## Work to complete
Copy every row below word for word, changing nothing.

## Dataset excerpt

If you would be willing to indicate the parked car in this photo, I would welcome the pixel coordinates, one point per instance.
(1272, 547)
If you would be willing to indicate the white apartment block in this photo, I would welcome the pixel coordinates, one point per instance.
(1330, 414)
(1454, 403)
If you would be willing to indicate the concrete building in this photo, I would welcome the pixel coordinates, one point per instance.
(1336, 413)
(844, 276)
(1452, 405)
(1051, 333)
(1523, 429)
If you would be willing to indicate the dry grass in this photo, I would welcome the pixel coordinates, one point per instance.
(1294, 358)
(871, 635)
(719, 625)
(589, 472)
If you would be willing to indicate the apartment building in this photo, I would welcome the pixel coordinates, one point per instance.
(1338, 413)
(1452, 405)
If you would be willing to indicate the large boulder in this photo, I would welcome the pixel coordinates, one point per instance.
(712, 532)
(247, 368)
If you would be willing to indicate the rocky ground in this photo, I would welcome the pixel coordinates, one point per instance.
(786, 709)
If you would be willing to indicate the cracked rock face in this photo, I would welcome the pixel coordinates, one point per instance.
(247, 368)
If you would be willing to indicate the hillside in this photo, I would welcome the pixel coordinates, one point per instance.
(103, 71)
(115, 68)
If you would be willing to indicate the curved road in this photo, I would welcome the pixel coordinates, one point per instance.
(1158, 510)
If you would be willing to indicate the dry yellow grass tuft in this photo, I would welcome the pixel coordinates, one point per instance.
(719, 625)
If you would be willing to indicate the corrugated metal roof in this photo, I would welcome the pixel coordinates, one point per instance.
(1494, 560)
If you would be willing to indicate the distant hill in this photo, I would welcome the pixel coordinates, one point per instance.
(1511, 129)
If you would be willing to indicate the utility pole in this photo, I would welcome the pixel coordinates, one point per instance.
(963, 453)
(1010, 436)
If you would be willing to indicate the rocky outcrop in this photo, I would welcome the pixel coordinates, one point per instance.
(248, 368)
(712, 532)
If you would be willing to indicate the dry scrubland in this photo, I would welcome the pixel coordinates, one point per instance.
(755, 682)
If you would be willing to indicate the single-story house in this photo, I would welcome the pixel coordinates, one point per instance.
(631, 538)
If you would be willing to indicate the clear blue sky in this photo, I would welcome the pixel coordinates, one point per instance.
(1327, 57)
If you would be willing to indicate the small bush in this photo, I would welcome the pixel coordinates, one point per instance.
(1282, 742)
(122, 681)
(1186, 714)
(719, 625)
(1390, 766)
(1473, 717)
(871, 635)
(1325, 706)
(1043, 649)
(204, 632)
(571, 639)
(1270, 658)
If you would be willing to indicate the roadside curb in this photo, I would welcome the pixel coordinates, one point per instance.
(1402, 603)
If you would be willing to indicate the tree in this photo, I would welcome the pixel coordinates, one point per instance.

## Written response
If you would be willing to indicate the parked car in this photo, I would welcome the pixel coordinates, one point per instance.
(1272, 547)
If you would be willing to indicate the white apartment block in this photo, I would welcome the pixel coordinates, one point per instance.
(1330, 414)
(1454, 403)
If you would be willing to indicate the concrete building in this photo, I would welcome the pixel coordinates, one point per instance.
(1336, 413)
(844, 276)
(1452, 405)
(1051, 333)
(1523, 429)
If you would be willing to indicate the dry grass in this photo, I would welcome the pixel coordinates, one point per instance.
(1294, 358)
(871, 635)
(719, 625)
(589, 472)
If you would be willing to indicate the apartment building in this photo, I would welcome the pixel coordinates, one point per instance.
(1338, 413)
(1452, 405)
If you would be willing to indicate the large boulder in this photo, I would welcome the pixel coordinates, one point per instance.
(712, 532)
(247, 368)
If you would be willing to indicate the rocky ground in this photo, I would welcome the pixel coordinates, one point per instance.
(786, 709)
If you would be willing to indicate the cracked rock face in this photo, I would welcome the pixel coordinates, one point per instance.
(247, 368)
If you would be willing to indicate the hillside in this photo, I would welcome the pixel coordinates, one point per instance.
(103, 71)
(115, 68)
If you would be willing to indicate the curved road in this photo, I would welcome the pixel coordinates, one point per instance.
(1158, 510)
If you would be willing to indicate the dry yellow grass tuft in this photo, I would welcome the pixel coordinates, one point per instance.
(719, 625)
If you would be willing to indicate the corrugated metal roof in this photo, I would welcome the pixel coordinates, one point per instance.
(1494, 560)
If you would be willing to indicate the distant hill in this photo, I would welcome the pixel coordinates, one point per instance.
(1511, 129)
If you would be willing to indicate the utility pole in this photo, I would welcome the pixel coordinates, one point per instance.
(963, 453)
(1010, 436)
If you would be willing to indicate the rocky outcrop in this photo, I would welcome the pixel coordinates, one point per instance.
(248, 368)
(712, 532)
If you would be willing to indicate the dry scrubland in this photo, I would welcome the pixel coordinates, one point per instance.
(755, 682)
If you would be willing to indicate the single-story house in this photo, I would welcome the pixel coordinates, one point per instance.
(631, 538)
If you would be willing to indicate the clear blue sky in this photo, I would welcome the pixel coordinates, one point per instance.
(1327, 57)
If you would be willing to indicate the small bush in this photo, I would welcome the pixel coordinates, one point per instance.
(1282, 742)
(122, 681)
(1186, 714)
(719, 625)
(1390, 766)
(1473, 717)
(871, 635)
(1325, 706)
(1043, 649)
(204, 632)
(571, 639)
(1270, 658)
If you would be willing to indicate the roadside curb in this photo, I would welcome the pixel coordinates, one point per instance.
(1402, 603)
If you would be willing to indicate the tree in this photo, I would welcome the pixel coordinates, one point per instance.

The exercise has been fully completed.